- [INSTRUCTIONS]:
A: Can you extract the passage of the brewing forum post from "I am an all" to "beer and brewing."?
B: How would you restate the paragraph of the brewing forum post that begins "I am an all grain brewer" in fewer words while keeping its main facts?
C: Could you proceed with the brewing forum post, picking up after its last sentence?

As one of the truly great lurkers on this forum - I have been member for over a year with minimal posts but tend to read **** on this forum for an hour a day, I thought perhaps I should get a bit more involved!

I am an all grain brewer but am currently on holidays in Europe for 6 months - no beer brewing but plenty of beer drinking! Given this situation I have had a lot of time to sit around thinking (read dreaming) about beer and brewing.

There are frequent discussions on AHB regarding AG brewing techniques and the odd post of "what do you think of this recipe", but what I am really interested to know is how different people go about coming up with the recipes they brew.

In particular I would be very interested to hear from those people that either brew beers that are very popular on AHB or have had success in competitions - Dr Smurto, Tony etc, but I am also interested to know abour how the average punter on AHB goes about designing his beers.

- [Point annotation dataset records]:
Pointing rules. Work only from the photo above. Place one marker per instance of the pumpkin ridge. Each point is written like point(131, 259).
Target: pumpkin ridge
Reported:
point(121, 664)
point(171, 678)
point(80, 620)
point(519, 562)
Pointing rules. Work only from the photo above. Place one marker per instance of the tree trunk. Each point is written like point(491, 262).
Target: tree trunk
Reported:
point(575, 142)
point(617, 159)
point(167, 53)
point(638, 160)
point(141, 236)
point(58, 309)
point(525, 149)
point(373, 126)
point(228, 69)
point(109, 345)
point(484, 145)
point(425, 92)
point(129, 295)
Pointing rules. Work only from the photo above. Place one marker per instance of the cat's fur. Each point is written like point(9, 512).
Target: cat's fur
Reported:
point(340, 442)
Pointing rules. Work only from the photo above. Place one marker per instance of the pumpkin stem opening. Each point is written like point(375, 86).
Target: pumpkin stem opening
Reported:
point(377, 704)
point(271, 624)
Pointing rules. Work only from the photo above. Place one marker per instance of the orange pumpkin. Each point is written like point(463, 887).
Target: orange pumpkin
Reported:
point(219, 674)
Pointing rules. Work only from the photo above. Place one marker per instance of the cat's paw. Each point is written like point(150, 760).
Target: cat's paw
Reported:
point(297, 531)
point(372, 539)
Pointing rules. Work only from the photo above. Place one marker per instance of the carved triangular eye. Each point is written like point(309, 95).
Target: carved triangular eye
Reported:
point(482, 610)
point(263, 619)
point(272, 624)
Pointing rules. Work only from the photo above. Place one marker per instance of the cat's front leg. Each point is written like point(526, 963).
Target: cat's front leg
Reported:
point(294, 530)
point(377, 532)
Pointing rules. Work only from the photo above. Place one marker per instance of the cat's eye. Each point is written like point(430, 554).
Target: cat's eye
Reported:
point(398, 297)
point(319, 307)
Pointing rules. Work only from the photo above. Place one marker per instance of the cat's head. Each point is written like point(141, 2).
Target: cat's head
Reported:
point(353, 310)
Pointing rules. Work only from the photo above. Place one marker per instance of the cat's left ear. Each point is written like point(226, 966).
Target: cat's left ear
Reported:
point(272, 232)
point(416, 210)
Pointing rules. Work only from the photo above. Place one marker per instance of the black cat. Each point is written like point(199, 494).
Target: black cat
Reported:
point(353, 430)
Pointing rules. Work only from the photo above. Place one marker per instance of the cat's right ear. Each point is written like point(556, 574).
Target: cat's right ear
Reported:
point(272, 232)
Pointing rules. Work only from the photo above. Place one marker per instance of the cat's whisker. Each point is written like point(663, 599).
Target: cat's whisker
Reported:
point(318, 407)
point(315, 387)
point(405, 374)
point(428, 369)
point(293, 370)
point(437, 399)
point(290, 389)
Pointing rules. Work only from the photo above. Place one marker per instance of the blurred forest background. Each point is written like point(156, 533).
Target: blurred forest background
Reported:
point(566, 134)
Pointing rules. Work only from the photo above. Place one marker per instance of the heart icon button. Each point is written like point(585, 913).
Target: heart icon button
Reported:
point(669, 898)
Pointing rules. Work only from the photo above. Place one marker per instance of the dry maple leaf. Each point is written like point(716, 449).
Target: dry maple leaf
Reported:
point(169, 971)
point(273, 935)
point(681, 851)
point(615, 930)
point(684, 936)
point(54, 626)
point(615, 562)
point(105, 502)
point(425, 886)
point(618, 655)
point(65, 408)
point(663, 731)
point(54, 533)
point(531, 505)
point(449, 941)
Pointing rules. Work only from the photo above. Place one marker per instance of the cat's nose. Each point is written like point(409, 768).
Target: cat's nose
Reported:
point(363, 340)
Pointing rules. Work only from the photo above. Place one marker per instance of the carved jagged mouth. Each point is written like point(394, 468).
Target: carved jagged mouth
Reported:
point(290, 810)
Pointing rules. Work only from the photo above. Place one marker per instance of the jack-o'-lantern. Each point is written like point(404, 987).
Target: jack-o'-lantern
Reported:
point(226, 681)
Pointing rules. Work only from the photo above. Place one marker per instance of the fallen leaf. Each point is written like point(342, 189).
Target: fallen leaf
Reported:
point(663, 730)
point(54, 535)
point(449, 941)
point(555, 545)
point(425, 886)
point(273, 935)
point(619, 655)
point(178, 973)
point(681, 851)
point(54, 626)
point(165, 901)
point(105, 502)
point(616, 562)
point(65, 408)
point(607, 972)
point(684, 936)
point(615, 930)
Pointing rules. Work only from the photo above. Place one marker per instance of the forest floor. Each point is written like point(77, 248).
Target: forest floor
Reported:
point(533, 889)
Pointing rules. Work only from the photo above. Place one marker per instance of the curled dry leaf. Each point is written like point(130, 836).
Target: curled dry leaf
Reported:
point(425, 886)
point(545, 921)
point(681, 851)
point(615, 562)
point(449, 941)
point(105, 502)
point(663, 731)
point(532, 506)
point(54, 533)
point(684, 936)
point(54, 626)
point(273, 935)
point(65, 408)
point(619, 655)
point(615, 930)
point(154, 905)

- [EXPECTED ANSWERS]:
A:
I am an all grain brewer but am currently on holidays in Europe for 6 months - no beer brewing but plenty of beer drinking! Given this situation I have had a lot of time to sit around thinking (read dreaming) about beer and brewing.

B: The writer is an all-grain brewer who is spending six months on holiday in Europe. There is no brewing there but plenty of beer drinking, which has left lots of time to think, or dream, about beer and brewing.

C:
Personally I am not really someone that likes to follow recipes designed by others. I have spent a lot of time in Marks Home Brew in Newcastle pestering Mark regarding all things brewing and one thing he seems very keen on is starting basic (SMASH beers essentially) and gradually building up once you have a particular beer down pat and understand what difference adding different ingredients will make. Personally I like this approach, but I also have a bit of beer brewing ADHD, so up to this point have generally worked on creating some very simple recipes as well as the odd complicated cloneish recipe or butchering of someone elses recipe - with variable results, some really good, some really **** and a lot in between. If I had a lot more patience I would probably start with a base APA, IPA and pilsener (as these are what I drink most) and would gradually tweak them to make the best possible beer - hopefully I will work on doing this when I return home and get back to brewing. I have a house full of different brewing books, and I think in particular Designing Great Beers by Ray Daniels offers some good insight into recipe formulation but I definitely think there is a bit of an art to it as well.

So how do you create your beers:

Do you use other peoples recipes?

Do you start simple and gradually build up with trial and error?

Do you just throw any **** in your beers and hope it works out?

Are you some sort of freak with an awesome sense of smell, taste and foresight and every beer you create turns to gold?

Do you do something else?

Cheers.

Adam.
 
Do you use other peoples recipes?

Almost never anymore but I heavily relied on recipes when I first started brewing.

Do you start simple and gradually build up with trial and error?

With beers that I brew over & over, yes. Other than that, it's usually a one time thing.

Do you just throw any **** in your beers and hope it works out?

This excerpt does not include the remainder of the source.